▸ TASK PROMPT:
Starting at the line that contains "of the jockey" and ending with the last line of the listing, rewrite those lines as a numbered list, leaving out any blank lines.

*** MATERIAL PROVIDED ***

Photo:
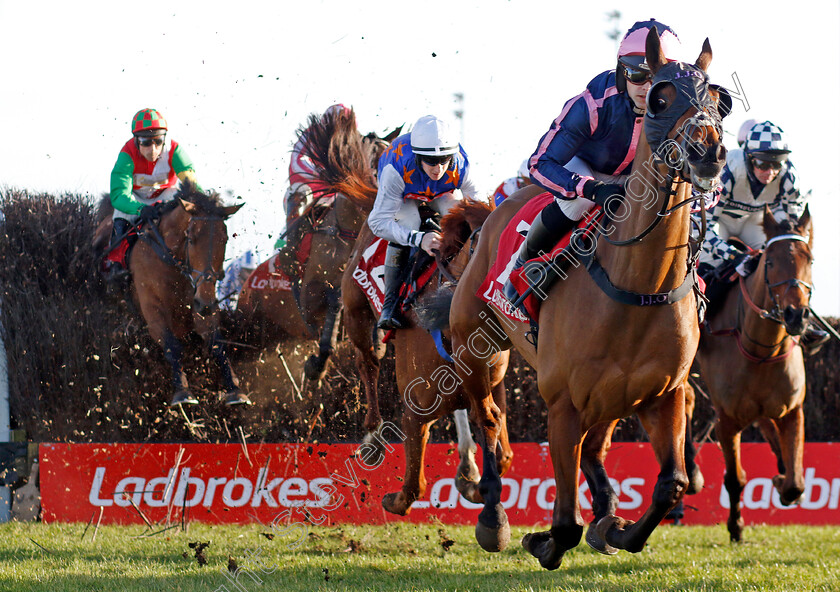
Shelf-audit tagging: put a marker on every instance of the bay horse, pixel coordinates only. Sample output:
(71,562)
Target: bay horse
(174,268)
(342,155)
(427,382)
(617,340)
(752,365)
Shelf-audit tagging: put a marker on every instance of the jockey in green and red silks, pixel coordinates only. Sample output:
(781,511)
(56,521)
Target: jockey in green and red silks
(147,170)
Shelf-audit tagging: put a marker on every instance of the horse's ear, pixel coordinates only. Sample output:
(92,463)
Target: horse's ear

***

▸ OUTPUT:
1. Shelf-audit tagging: put a marker on every instance of the jockey in green and red silks, pixel coordinates only. Sample output:
2. (781,511)
3. (56,521)
4. Target: jockey in green and red silks
5. (147,170)
6. Shelf-audit tagging: put a marker on every instance of the horse's ear, pixel coordinates only. Sample output:
7. (92,463)
8. Target: horse's ear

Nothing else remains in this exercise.